• _Exercise description_: Count how many lines in the entries below contain the string "black", treating uppercase and lowercase as different, and reply with that number alone.

---+---

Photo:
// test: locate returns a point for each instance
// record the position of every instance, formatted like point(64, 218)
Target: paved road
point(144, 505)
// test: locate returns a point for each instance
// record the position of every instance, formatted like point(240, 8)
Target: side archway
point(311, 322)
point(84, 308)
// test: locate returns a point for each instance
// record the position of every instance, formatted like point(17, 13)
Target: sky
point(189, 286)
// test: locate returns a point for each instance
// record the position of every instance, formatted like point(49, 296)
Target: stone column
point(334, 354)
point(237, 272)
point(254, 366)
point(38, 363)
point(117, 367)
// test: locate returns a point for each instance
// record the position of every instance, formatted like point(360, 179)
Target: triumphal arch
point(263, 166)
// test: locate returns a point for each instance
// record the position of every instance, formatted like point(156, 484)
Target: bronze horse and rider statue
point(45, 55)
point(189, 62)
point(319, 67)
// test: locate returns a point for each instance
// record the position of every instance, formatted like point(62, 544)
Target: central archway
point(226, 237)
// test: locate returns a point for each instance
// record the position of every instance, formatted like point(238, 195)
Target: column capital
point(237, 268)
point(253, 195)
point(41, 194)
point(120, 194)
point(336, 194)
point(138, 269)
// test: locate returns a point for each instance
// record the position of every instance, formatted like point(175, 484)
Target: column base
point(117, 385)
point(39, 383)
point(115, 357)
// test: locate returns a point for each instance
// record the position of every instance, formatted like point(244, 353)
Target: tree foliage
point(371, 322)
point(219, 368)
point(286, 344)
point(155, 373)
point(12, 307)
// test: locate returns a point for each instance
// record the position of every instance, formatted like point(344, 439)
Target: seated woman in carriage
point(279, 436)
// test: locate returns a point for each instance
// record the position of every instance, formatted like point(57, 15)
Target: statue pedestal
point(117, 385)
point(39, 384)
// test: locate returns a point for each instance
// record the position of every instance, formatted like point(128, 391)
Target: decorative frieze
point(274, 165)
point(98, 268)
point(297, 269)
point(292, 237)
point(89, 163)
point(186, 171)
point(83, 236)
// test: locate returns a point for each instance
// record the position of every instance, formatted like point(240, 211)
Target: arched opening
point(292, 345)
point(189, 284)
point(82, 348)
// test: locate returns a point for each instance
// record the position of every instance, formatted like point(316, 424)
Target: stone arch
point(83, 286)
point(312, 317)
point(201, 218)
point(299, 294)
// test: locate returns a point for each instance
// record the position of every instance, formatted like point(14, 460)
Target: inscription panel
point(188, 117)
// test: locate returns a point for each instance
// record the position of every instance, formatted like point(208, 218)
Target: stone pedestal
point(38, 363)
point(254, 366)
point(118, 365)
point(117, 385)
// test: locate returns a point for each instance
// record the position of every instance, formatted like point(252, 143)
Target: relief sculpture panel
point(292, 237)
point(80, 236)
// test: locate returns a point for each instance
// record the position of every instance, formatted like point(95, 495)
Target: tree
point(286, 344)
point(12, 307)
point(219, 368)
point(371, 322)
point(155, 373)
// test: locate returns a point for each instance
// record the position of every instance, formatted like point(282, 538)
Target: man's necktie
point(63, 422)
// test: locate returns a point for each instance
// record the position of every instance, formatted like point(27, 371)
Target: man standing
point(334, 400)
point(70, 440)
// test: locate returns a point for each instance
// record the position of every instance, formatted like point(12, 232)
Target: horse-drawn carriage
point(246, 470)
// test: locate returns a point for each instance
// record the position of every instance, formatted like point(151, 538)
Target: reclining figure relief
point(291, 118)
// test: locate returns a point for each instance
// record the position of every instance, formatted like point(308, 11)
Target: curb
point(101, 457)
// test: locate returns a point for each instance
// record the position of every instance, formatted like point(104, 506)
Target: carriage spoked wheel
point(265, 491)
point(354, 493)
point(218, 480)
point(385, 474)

---+---

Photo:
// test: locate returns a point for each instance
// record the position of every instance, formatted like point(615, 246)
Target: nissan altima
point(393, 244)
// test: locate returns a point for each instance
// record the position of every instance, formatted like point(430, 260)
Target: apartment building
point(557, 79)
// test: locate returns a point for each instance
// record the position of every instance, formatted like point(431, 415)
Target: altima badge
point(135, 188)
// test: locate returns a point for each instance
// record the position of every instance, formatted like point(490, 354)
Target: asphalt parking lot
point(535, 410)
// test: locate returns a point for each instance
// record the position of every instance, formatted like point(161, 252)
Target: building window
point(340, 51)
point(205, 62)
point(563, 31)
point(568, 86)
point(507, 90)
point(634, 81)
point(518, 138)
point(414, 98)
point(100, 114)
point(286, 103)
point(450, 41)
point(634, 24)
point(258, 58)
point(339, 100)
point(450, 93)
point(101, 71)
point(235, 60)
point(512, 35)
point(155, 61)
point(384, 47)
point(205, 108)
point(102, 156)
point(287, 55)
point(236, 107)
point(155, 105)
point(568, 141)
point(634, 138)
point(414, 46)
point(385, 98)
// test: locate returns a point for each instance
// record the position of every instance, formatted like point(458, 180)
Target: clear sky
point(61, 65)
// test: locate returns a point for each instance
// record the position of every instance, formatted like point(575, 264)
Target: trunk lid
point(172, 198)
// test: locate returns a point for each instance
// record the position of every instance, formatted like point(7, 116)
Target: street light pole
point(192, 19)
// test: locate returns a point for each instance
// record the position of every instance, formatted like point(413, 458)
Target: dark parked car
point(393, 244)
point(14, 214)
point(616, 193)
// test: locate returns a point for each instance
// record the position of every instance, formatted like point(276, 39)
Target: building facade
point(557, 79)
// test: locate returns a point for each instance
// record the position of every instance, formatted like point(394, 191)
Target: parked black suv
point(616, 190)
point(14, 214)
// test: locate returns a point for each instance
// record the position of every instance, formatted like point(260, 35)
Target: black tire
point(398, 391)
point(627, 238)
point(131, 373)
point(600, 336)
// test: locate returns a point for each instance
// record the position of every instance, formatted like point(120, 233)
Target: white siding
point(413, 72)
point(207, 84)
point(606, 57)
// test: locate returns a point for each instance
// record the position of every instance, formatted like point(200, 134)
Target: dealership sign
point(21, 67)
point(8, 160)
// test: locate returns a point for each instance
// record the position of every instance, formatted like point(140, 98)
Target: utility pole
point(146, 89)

---+---

• _Output for this task_: 2